INSTRUCTIONS TO FOLLOW
Find each line below that contains the word "curb" and copy those lines out in full. Matching is case-sensitive.

INFORMATION SHOWN
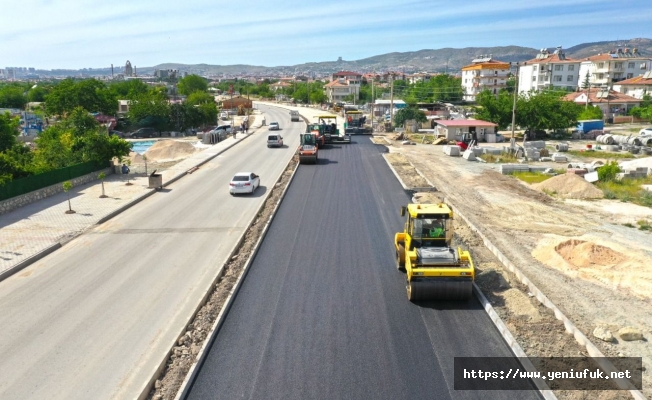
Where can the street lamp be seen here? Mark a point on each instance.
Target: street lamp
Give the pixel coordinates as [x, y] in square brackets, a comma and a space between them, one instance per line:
[518, 67]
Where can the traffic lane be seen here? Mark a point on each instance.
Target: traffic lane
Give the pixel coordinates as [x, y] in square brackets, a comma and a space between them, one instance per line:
[323, 311]
[94, 318]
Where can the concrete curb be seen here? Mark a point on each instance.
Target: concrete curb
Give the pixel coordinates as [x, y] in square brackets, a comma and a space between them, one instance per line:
[581, 339]
[212, 334]
[513, 344]
[30, 260]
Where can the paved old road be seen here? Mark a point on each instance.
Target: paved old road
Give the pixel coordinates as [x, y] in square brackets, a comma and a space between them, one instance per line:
[94, 319]
[323, 313]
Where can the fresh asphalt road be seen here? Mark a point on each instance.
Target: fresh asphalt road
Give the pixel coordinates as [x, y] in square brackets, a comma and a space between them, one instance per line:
[323, 312]
[95, 319]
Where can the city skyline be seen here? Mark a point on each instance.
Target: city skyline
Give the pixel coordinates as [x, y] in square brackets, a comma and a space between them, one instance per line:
[290, 33]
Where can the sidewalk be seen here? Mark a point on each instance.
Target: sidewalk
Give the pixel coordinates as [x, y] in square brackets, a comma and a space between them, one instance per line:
[31, 232]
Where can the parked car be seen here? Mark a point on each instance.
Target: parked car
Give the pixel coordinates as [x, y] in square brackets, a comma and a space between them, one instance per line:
[645, 132]
[274, 141]
[144, 133]
[244, 182]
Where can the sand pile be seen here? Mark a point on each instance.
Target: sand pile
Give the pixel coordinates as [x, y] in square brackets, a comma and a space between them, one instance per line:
[570, 186]
[645, 162]
[583, 254]
[169, 150]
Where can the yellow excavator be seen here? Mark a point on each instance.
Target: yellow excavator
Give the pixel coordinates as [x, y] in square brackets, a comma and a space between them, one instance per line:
[434, 270]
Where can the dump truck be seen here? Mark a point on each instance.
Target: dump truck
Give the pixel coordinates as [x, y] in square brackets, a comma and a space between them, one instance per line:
[327, 127]
[434, 269]
[308, 148]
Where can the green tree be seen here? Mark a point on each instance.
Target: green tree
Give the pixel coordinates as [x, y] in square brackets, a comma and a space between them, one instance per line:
[129, 89]
[409, 114]
[591, 112]
[191, 84]
[496, 109]
[150, 110]
[90, 94]
[8, 131]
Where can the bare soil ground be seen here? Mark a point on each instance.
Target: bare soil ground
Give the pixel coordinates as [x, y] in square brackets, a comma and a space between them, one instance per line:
[593, 268]
[184, 355]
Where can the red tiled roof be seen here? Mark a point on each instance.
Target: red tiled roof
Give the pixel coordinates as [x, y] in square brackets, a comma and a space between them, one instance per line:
[551, 58]
[346, 73]
[465, 122]
[638, 80]
[335, 83]
[614, 97]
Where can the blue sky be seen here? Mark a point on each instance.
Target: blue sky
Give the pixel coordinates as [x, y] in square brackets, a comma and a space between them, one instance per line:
[77, 34]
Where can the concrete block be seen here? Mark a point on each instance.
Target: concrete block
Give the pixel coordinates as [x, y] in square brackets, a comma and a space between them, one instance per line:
[469, 155]
[577, 171]
[452, 150]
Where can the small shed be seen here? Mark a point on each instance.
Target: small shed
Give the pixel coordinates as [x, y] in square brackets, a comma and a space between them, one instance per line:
[454, 129]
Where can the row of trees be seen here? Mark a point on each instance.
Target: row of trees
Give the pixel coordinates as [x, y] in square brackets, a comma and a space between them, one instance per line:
[75, 139]
[535, 111]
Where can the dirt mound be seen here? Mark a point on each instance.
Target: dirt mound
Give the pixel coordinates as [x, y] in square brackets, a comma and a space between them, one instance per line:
[570, 186]
[583, 254]
[169, 150]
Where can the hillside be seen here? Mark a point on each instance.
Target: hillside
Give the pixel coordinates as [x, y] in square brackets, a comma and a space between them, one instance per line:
[430, 60]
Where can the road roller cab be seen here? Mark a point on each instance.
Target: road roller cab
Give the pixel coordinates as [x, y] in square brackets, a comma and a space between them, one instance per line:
[434, 270]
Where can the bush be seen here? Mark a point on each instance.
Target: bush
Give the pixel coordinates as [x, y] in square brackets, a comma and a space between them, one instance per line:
[608, 172]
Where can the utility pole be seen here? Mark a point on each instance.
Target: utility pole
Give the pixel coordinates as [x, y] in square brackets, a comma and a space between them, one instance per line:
[514, 104]
[391, 100]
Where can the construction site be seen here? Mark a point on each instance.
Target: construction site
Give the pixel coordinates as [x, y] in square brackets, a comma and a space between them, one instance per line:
[573, 267]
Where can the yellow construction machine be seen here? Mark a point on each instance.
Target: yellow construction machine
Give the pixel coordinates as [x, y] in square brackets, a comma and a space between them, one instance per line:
[434, 270]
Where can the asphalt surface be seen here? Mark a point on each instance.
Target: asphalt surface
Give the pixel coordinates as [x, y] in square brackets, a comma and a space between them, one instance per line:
[323, 312]
[95, 319]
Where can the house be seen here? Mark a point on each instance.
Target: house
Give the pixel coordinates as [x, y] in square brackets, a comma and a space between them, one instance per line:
[636, 87]
[456, 128]
[484, 73]
[280, 85]
[235, 102]
[611, 102]
[548, 70]
[617, 65]
[381, 107]
[343, 85]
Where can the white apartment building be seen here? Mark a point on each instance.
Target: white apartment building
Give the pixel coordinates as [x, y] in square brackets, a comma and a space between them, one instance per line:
[343, 84]
[548, 70]
[615, 66]
[636, 87]
[484, 73]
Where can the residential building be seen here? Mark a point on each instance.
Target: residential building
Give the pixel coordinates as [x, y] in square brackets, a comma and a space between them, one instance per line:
[636, 87]
[343, 85]
[549, 70]
[611, 102]
[280, 85]
[615, 66]
[484, 73]
[382, 106]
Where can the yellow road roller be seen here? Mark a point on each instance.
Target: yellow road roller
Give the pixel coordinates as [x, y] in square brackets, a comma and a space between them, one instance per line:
[434, 270]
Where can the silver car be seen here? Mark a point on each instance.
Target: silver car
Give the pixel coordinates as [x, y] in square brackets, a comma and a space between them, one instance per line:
[244, 182]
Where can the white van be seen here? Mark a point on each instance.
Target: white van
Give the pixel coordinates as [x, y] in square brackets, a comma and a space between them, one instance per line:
[274, 140]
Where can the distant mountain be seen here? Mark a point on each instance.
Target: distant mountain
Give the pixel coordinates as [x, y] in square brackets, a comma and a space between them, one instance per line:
[439, 60]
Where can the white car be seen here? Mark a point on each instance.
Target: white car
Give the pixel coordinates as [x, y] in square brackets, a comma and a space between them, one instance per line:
[244, 182]
[645, 132]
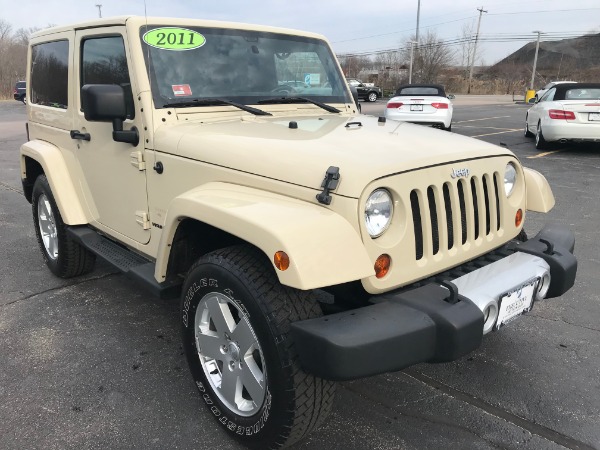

FULL OUTPUT
Where can the concrete curb be seen here? Mark a point on each instance.
Target: concrete curb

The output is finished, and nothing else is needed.